Rows from a pointing dataset

────────────────────────────────────────

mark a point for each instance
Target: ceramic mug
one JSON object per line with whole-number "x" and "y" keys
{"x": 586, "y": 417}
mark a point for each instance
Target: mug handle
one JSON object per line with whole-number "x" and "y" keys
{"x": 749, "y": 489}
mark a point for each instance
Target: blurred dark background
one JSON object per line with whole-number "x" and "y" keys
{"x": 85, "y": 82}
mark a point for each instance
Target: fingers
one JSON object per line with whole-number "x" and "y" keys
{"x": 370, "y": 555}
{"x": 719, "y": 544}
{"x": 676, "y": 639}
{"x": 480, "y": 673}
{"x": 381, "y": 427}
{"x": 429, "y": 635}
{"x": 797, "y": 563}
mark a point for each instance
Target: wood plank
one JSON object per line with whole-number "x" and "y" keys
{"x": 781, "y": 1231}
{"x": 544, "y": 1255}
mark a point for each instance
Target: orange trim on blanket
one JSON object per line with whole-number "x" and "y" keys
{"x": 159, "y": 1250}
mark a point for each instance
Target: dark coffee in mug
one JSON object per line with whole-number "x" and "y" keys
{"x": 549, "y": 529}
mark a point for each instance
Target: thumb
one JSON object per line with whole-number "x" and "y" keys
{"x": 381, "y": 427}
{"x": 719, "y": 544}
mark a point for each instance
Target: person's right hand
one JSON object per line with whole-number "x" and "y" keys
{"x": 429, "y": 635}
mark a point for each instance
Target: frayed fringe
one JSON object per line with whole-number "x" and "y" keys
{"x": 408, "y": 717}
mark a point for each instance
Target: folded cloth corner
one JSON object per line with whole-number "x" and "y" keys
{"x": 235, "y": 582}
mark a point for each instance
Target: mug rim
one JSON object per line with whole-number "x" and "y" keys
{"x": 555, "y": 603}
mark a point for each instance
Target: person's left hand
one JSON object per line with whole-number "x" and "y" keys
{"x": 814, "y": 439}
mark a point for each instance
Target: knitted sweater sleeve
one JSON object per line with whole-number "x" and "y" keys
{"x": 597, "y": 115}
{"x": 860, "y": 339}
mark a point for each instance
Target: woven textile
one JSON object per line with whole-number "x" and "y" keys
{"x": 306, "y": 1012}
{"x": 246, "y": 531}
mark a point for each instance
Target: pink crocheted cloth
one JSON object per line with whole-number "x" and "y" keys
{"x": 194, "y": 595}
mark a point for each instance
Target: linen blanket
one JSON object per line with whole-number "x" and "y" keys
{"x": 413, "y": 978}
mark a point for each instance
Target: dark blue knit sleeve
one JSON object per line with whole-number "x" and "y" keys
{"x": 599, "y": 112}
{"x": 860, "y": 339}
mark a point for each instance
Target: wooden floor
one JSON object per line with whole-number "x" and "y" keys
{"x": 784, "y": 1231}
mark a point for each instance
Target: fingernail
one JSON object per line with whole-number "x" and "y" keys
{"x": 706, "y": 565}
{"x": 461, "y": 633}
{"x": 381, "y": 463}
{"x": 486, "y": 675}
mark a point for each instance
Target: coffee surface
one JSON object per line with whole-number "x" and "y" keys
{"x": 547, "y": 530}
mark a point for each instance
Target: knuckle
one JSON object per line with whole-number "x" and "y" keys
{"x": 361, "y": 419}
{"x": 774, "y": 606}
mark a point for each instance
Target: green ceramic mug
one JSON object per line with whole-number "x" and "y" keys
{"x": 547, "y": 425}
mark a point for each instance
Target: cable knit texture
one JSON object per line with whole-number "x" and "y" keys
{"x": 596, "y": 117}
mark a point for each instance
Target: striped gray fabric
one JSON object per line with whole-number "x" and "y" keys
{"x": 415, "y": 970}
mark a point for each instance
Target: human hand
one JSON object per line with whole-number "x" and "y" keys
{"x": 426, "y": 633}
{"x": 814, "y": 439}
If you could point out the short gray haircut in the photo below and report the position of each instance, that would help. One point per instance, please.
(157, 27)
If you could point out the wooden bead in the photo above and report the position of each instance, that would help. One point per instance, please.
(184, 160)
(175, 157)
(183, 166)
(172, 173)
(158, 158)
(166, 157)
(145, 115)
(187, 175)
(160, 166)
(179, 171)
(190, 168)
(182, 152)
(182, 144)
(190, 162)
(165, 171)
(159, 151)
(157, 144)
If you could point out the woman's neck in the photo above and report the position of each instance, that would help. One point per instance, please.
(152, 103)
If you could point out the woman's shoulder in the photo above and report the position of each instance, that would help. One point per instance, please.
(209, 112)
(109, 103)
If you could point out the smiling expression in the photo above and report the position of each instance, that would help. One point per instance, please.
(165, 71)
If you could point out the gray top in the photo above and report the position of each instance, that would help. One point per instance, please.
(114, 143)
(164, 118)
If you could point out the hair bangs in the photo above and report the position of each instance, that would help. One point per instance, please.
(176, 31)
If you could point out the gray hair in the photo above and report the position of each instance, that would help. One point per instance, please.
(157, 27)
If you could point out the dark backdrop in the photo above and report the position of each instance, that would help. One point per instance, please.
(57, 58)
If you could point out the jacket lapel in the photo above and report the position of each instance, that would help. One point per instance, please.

────────────────────────────────────────

- [Exercise requirements]:
Output the entries exactly.

- [Reply]:
mark a point for each instance
Target: ceramic mug
one JSON object per line with whole-number "x" and "y" keys
{"x": 586, "y": 417}
mark a point for each instance
Target: mug handle
one JSON object per line with whole-number "x" and "y" keys
{"x": 749, "y": 489}
mark a point for each instance
Target: blurred dark background
one JSON object per line with whole-number "x" and "y" keys
{"x": 85, "y": 82}
mark a point for each instance
Target: fingers
one JSON object per line with whole-number "x" and "y" keys
{"x": 370, "y": 555}
{"x": 719, "y": 544}
{"x": 676, "y": 639}
{"x": 480, "y": 673}
{"x": 381, "y": 427}
{"x": 429, "y": 635}
{"x": 797, "y": 563}
mark a point for each instance
Target: wood plank
one JSON object per line with whole-number "x" and "y" keys
{"x": 781, "y": 1231}
{"x": 544, "y": 1255}
mark a point for each instance
Target: orange trim on blanket
one JSON object per line with whole-number "x" and "y" keys
{"x": 159, "y": 1250}
mark a point for each instance
Target: dark coffee in mug
one JSON object per line with whole-number "x" and "y" keys
{"x": 549, "y": 529}
mark a point for each instance
Target: thumb
one JSON object per line with whole-number "x" and "y" keys
{"x": 381, "y": 427}
{"x": 719, "y": 544}
mark a point for each instance
Target: person's right hand
one JSON object per line with whole-number "x" and "y" keys
{"x": 429, "y": 635}
mark a point for each instance
Target: frayed fringe
one JSON object per line with whole-number "x" and "y" keys
{"x": 408, "y": 717}
mark a point for each instance
Target: folded cloth corner
one JSON object per line with whole-number "x" and "y" keys
{"x": 235, "y": 582}
mark a point for each instance
Target: mug rim
one JSON object per line with whole-number "x" and "y" keys
{"x": 555, "y": 603}
mark a point for each instance
Target: person's left hand
one JSON object per line with whole-number "x" and "y" keys
{"x": 814, "y": 439}
mark a point for each instance
Target: knitted sweater sleeve
one JSON object per line with whole-number "x" and "y" keys
{"x": 597, "y": 115}
{"x": 860, "y": 339}
mark a point for each instance
Target: woven textile
one JSON object per line with whole-number "x" and "y" keys
{"x": 306, "y": 1012}
{"x": 246, "y": 531}
mark a point for each instance
Target: pink crocheted cloth
one JSON object per line with whole-number "x" and "y" keys
{"x": 194, "y": 595}
mark a point for each instance
Target: linen blanket
one JSON object per line with whole-number "x" and "y" keys
{"x": 413, "y": 978}
mark a point for each instance
Target: dark blue knit sleeve
one JSON object per line with whole-number "x" and "y" keys
{"x": 599, "y": 112}
{"x": 860, "y": 339}
mark a point for each instance
Target: wooden floor
one JSON object per line with whole-number "x" and "y" keys
{"x": 784, "y": 1231}
mark a point for each instance
Target: fingernail
one JSON object per line with whole-number "x" and "y" keys
{"x": 706, "y": 565}
{"x": 461, "y": 633}
{"x": 381, "y": 463}
{"x": 486, "y": 675}
mark a point for each instance
Target: coffee surface
one JSON object per line with whole-number "x" and "y" keys
{"x": 547, "y": 530}
mark a point for each instance
Target: knuckle
one JSON object per line with whole-number "x" and "y" keys
{"x": 361, "y": 419}
{"x": 774, "y": 606}
mark a point for each instance
Target: green ceramic mug
one JSON object per line with whole-number "x" and "y" keys
{"x": 547, "y": 425}
mark a point for each instance
Target: cable knit texture
one JSON object per line with whole-number "x" and "y" keys
{"x": 596, "y": 117}
mark a point for each instance
Target: striped gray fabric
one JSON object per line with whole-number "x" and "y" keys
{"x": 415, "y": 970}
mark a point for each instance
Target: human hand
one JSON object per line with whole-number "x" and "y" keys
{"x": 426, "y": 633}
{"x": 814, "y": 439}
If you could point out the short gray haircut in the photo below and report the position of each instance, that would help. One point per instance, please.
(157, 27)
If you could point out the wooden bead in the photo above and report the position of each instance, that would help. One point per instance, please.
(184, 160)
(175, 157)
(183, 166)
(172, 173)
(158, 158)
(166, 157)
(145, 115)
(187, 175)
(160, 166)
(179, 171)
(190, 168)
(182, 152)
(182, 144)
(190, 162)
(165, 171)
(159, 151)
(157, 144)
If you could point out the woman's neck in the photo above and report the position of each instance, that would help. One point per instance, please.
(152, 103)
If you could point out the woman's shoulder in the photo above and report the position of each instance, that would help. One point per instance, please.
(209, 112)
(109, 103)
If you could point out the smiling expression in the photo above and report the position of each instance, that would help. One point per instance, please.
(165, 71)
If you could point out the gray top in the photo above and report the position of each instance, that would help. One point per instance, please.
(114, 143)
(164, 118)
If you could point out the hair bangs in the photo above and report the position of each instance, that would help. One point per instance, please.
(176, 31)
If you could point out the gray hair in the photo above and report the position of each instance, that would help. One point per instance, please.
(157, 27)
If you could point out the dark backdrop in the photo above and report the position of each instance, that would help. One point per instance, please.
(57, 58)
If you could point out the jacket lapel in the photo above and report the position of each instance, that would help. One point per instance, please.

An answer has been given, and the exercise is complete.